What Were They Thinking?: Team and Player Responsibility for DUI’s in the NFL
On April 3, 3:08am, PJ Williams, who was driving a rental car on a suspended license, was arrested for Driving Under the Influence (“DUI”). Williams made an illegal left turn out of a McDonald’s parking lot in Tallahassee, swerved over the center line several times and almost hitting a curb before being stopped by the Florida State University Police Department.
What was Williams thinking?
Williams — who is/was considered a first round cornerback prospect in the April 30, 2015 draft.
Williams — who is currently dating FSU female basketball guard Emiah Bingley.
Williams — who has responsibilities to this adorable little girl.
The answer is…he wasn’t.

▶ **Required work**: In the article on PJ Williams's DUI arrest, which police department stopped him? These entries are separate from the article.

Entries taken from a collection
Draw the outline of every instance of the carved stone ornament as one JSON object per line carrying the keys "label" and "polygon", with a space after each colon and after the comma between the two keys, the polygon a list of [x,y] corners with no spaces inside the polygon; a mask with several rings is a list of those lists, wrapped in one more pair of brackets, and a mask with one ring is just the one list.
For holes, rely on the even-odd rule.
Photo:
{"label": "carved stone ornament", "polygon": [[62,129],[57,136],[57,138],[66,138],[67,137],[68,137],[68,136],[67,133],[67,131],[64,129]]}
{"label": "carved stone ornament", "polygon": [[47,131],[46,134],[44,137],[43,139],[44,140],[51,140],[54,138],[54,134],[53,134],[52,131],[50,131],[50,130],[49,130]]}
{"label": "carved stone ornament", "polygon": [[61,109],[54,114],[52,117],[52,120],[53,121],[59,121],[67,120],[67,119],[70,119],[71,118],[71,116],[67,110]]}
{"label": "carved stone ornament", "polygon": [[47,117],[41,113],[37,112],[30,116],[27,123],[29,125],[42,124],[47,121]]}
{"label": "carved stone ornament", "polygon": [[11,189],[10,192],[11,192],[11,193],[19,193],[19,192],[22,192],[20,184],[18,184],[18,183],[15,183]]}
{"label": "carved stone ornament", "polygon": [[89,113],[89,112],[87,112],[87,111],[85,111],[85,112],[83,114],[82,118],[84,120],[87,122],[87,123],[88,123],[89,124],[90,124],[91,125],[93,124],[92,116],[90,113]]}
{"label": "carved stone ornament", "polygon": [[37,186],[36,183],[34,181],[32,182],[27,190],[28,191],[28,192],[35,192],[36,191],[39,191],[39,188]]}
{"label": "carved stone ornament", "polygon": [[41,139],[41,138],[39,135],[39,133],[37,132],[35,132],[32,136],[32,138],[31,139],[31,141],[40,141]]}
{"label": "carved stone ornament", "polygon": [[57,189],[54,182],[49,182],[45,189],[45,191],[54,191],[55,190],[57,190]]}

▶ **Result of this task**: The Florida State University Police Department.